* **What is required**: Could you restate the entries below word for word and leave the images out?

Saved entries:
Segment Open

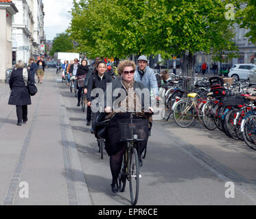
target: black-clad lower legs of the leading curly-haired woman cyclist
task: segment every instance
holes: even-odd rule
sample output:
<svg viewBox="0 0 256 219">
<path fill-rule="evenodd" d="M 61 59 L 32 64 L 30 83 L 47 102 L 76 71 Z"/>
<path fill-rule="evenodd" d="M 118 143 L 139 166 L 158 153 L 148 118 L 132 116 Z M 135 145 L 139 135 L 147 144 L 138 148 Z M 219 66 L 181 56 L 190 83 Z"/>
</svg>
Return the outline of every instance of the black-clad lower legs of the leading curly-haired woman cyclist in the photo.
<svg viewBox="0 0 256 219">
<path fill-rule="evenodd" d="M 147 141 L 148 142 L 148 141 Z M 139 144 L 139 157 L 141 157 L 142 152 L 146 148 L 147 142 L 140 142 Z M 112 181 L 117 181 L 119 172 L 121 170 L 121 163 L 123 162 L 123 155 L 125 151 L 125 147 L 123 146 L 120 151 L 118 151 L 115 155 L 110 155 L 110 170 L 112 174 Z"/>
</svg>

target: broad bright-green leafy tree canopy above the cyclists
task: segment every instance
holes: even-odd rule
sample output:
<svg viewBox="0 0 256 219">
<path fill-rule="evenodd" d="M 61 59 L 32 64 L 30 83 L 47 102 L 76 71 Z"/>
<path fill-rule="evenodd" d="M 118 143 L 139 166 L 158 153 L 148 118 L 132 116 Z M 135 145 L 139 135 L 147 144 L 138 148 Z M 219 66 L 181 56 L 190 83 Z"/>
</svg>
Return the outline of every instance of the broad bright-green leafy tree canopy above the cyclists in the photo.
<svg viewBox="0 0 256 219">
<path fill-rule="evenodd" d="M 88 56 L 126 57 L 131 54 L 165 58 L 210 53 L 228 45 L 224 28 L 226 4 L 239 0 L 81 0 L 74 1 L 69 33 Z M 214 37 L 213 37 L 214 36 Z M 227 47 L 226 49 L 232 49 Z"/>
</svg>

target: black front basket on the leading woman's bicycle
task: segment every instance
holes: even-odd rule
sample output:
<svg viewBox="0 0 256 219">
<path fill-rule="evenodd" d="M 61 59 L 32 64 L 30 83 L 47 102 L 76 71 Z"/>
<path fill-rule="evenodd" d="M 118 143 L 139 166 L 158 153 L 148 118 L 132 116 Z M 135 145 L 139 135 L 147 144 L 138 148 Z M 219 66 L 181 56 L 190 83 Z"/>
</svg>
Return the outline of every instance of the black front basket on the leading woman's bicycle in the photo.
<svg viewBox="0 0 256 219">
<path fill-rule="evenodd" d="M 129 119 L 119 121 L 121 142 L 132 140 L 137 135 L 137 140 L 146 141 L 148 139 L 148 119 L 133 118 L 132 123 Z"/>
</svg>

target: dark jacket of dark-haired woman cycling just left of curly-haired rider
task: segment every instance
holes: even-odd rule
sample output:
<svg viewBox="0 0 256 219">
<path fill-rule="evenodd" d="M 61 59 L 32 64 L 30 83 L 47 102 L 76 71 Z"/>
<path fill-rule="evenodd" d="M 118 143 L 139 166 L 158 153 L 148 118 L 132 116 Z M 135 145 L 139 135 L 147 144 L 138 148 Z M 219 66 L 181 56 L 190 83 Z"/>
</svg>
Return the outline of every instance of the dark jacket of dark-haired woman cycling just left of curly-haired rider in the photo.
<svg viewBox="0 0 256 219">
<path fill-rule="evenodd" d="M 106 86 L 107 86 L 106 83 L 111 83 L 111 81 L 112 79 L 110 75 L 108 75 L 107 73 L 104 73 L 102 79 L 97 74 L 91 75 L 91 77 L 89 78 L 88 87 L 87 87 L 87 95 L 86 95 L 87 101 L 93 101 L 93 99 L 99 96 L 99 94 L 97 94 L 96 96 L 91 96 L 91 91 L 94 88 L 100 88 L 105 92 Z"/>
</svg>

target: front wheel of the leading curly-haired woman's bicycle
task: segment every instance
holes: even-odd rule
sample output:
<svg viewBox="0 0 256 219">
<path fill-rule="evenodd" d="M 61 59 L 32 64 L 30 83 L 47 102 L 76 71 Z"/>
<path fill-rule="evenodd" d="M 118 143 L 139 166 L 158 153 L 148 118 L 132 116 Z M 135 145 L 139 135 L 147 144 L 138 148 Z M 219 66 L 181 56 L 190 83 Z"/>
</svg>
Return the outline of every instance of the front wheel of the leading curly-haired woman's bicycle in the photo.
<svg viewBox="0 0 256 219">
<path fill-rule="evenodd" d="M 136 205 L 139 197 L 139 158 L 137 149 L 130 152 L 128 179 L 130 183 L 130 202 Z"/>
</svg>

Segment Closed

* **Output of the task**:
target: black-clad lower legs of the leading curly-haired woman cyclist
task: segment every instance
holes: even-odd rule
sample output:
<svg viewBox="0 0 256 219">
<path fill-rule="evenodd" d="M 61 59 L 32 64 L 30 83 L 47 102 L 76 71 Z"/>
<path fill-rule="evenodd" d="M 118 143 L 139 166 L 158 153 L 148 118 L 132 116 Z M 135 145 L 139 135 L 147 144 L 138 148 Z M 219 66 L 181 56 L 190 83 Z"/>
</svg>
Return the outline of every instance of the black-clad lower legs of the leading curly-haired woman cyclist in the photo.
<svg viewBox="0 0 256 219">
<path fill-rule="evenodd" d="M 147 141 L 148 142 L 148 141 Z M 139 144 L 139 157 L 141 157 L 142 152 L 146 148 L 147 142 L 140 142 Z M 112 181 L 117 181 L 119 172 L 121 170 L 121 163 L 123 162 L 123 155 L 125 151 L 125 147 L 123 146 L 120 151 L 118 151 L 115 155 L 110 155 L 110 170 L 112 174 Z"/>
</svg>

target: broad bright-green leafy tree canopy above the cyclists
task: segment every instance
holes: even-odd rule
sample output:
<svg viewBox="0 0 256 219">
<path fill-rule="evenodd" d="M 61 59 L 32 64 L 30 83 L 47 102 L 76 71 Z"/>
<path fill-rule="evenodd" d="M 118 143 L 139 166 L 158 153 L 148 118 L 132 116 Z M 135 145 L 139 135 L 147 144 L 138 148 Z M 219 66 L 181 56 L 190 83 Z"/>
</svg>
Return the outline of every instance of the broad bright-green leafy tree canopy above the cyclists in the photo.
<svg viewBox="0 0 256 219">
<path fill-rule="evenodd" d="M 88 56 L 126 57 L 131 54 L 165 58 L 210 53 L 228 45 L 224 28 L 226 4 L 239 0 L 81 0 L 74 1 L 69 33 Z M 214 37 L 213 37 L 214 36 Z M 227 47 L 226 49 L 232 49 Z"/>
</svg>

target: black front basket on the leading woman's bicycle
task: segment every instance
holes: even-odd rule
sample output:
<svg viewBox="0 0 256 219">
<path fill-rule="evenodd" d="M 61 59 L 32 64 L 30 83 L 47 102 L 76 71 Z"/>
<path fill-rule="evenodd" d="M 118 143 L 139 166 L 158 153 L 148 118 L 132 116 Z M 135 145 L 139 135 L 147 144 L 138 148 Z M 219 66 L 181 56 L 190 83 Z"/>
</svg>
Return the outline of every instance of the black front basket on the leading woman's bicycle in the photo.
<svg viewBox="0 0 256 219">
<path fill-rule="evenodd" d="M 129 119 L 119 121 L 121 142 L 132 140 L 137 135 L 137 140 L 146 141 L 148 139 L 148 119 L 133 118 L 132 123 Z"/>
</svg>

target: dark jacket of dark-haired woman cycling just left of curly-haired rider
task: segment every instance
holes: even-odd rule
sample output:
<svg viewBox="0 0 256 219">
<path fill-rule="evenodd" d="M 61 59 L 32 64 L 30 83 L 47 102 L 76 71 Z"/>
<path fill-rule="evenodd" d="M 118 143 L 139 166 L 158 153 L 148 118 L 132 116 Z M 135 145 L 139 135 L 147 144 L 138 148 Z M 219 66 L 181 56 L 190 83 Z"/>
</svg>
Return the outline of every instance of the dark jacket of dark-haired woman cycling just left of curly-haired rider in the photo.
<svg viewBox="0 0 256 219">
<path fill-rule="evenodd" d="M 106 86 L 107 86 L 106 83 L 111 83 L 111 81 L 112 79 L 110 75 L 108 75 L 107 73 L 104 73 L 102 79 L 97 74 L 91 75 L 91 77 L 89 78 L 88 87 L 87 87 L 87 95 L 86 95 L 87 101 L 93 101 L 93 99 L 99 96 L 99 94 L 97 94 L 96 96 L 91 96 L 91 91 L 94 88 L 100 88 L 105 92 Z"/>
</svg>

target: front wheel of the leading curly-haired woman's bicycle
task: segment every instance
holes: even-odd rule
sample output:
<svg viewBox="0 0 256 219">
<path fill-rule="evenodd" d="M 61 59 L 32 64 L 30 83 L 47 102 L 76 71 Z"/>
<path fill-rule="evenodd" d="M 118 143 L 139 166 L 158 153 L 148 118 L 132 116 Z M 135 145 L 139 135 L 147 144 L 138 148 Z M 219 66 L 181 56 L 190 83 Z"/>
</svg>
Return the outline of every instance of the front wheel of the leading curly-haired woman's bicycle in the photo.
<svg viewBox="0 0 256 219">
<path fill-rule="evenodd" d="M 136 205 L 139 197 L 139 158 L 137 149 L 130 152 L 128 179 L 130 183 L 130 202 Z"/>
</svg>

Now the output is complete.